SET EXERCISE
Could you reproduce every one of the lines below character for character, leaving nothing out?

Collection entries
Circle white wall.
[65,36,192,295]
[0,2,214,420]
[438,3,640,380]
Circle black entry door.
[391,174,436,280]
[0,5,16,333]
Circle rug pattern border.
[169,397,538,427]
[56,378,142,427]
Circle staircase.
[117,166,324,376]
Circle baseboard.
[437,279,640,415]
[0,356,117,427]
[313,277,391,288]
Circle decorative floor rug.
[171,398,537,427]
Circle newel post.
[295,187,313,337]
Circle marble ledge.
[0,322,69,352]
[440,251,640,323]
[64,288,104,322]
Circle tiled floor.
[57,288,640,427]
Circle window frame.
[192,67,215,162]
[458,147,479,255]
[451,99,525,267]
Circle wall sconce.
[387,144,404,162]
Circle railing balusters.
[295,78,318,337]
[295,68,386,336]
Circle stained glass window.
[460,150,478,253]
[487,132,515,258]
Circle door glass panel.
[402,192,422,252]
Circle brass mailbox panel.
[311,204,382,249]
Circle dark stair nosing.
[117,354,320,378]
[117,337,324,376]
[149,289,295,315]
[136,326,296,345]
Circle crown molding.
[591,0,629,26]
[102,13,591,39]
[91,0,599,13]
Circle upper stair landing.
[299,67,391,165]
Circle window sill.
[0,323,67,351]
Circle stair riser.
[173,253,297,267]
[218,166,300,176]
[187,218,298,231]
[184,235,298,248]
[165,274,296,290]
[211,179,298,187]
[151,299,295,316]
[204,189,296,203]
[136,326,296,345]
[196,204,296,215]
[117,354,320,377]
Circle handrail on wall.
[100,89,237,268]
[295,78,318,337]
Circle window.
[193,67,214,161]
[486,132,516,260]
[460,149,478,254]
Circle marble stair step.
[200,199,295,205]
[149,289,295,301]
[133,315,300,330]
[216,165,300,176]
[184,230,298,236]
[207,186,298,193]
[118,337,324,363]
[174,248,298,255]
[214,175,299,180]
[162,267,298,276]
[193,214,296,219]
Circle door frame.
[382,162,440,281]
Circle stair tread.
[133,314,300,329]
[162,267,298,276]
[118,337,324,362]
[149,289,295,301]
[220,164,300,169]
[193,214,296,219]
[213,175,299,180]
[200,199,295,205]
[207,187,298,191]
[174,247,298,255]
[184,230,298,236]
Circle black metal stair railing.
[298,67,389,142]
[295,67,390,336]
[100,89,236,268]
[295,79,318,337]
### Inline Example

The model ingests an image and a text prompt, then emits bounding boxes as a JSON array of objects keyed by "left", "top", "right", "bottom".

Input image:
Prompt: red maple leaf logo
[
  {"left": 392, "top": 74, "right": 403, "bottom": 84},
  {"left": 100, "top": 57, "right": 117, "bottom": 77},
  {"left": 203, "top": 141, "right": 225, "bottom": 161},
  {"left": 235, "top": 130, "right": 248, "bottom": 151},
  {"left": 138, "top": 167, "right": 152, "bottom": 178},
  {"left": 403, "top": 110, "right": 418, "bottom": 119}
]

CORRECT RESULT
Circle white wall.
[65,36,192,295]
[0,2,214,420]
[438,3,640,380]
Circle black entry door.
[391,174,436,280]
[0,5,16,333]
Circle rug pattern border.
[169,397,538,427]
[56,378,142,427]
Circle staircase.
[117,166,324,376]
Circle baseboard.
[437,279,640,415]
[0,356,117,427]
[313,277,391,288]
Circle decorative floor rug.
[171,398,537,427]
Circle newel post.
[295,187,313,337]
Circle marble ledge.
[0,322,69,352]
[440,251,640,323]
[64,288,104,322]
Circle tiled floor.
[57,288,640,427]
Circle window frame.
[192,67,215,162]
[458,147,479,255]
[451,99,525,267]
Circle wall sconce.
[387,144,404,162]
Circle railing balusters.
[295,78,318,337]
[295,68,386,336]
Circle stained glass window.
[460,150,478,253]
[487,132,515,258]
Circle door glass panel.
[402,192,422,252]
Circle brass mailbox panel.
[311,204,382,249]
Circle dark stair nosing.
[117,354,320,378]
[117,337,324,376]
[149,289,295,315]
[136,326,296,345]
Circle crown molding.
[591,0,629,26]
[102,13,591,39]
[91,0,599,13]
Circle upper stair landing.
[299,67,391,165]
Circle window sill.
[0,323,67,351]
Circle stair riser.
[173,253,297,267]
[218,166,300,176]
[187,218,298,231]
[184,235,298,248]
[165,274,296,290]
[211,179,298,187]
[151,299,295,316]
[204,189,296,203]
[136,326,296,345]
[196,204,296,215]
[117,354,320,377]
Circle handrail on wall.
[100,89,237,268]
[295,78,318,337]
Circle window.
[193,67,214,161]
[486,132,516,260]
[460,149,478,254]
Circle marble stair step.
[200,199,295,205]
[149,289,295,301]
[133,315,300,330]
[216,165,300,176]
[184,230,298,236]
[207,186,298,193]
[118,337,324,363]
[174,248,298,255]
[214,175,299,180]
[162,267,298,276]
[193,214,296,219]
Circle door frame.
[382,162,440,281]
Circle stair tread.
[133,314,300,329]
[162,267,298,276]
[118,337,324,362]
[149,289,295,301]
[220,164,300,169]
[193,214,296,219]
[213,175,299,180]
[200,199,295,205]
[207,187,298,191]
[174,247,298,255]
[184,230,298,236]
Circle black metal stair railing.
[298,67,389,142]
[295,67,390,336]
[100,89,236,268]
[295,79,318,337]
### Inline Example

The model ingests an image and a text prompt, then emits bounding boxes as a JSON array of objects keyed by "left", "top", "right", "bottom".

Input image:
Prompt: red maple leaf logo
[
  {"left": 392, "top": 74, "right": 403, "bottom": 84},
  {"left": 100, "top": 57, "right": 117, "bottom": 77},
  {"left": 203, "top": 141, "right": 225, "bottom": 161},
  {"left": 235, "top": 130, "right": 248, "bottom": 151},
  {"left": 138, "top": 167, "right": 152, "bottom": 178},
  {"left": 403, "top": 110, "right": 418, "bottom": 119}
]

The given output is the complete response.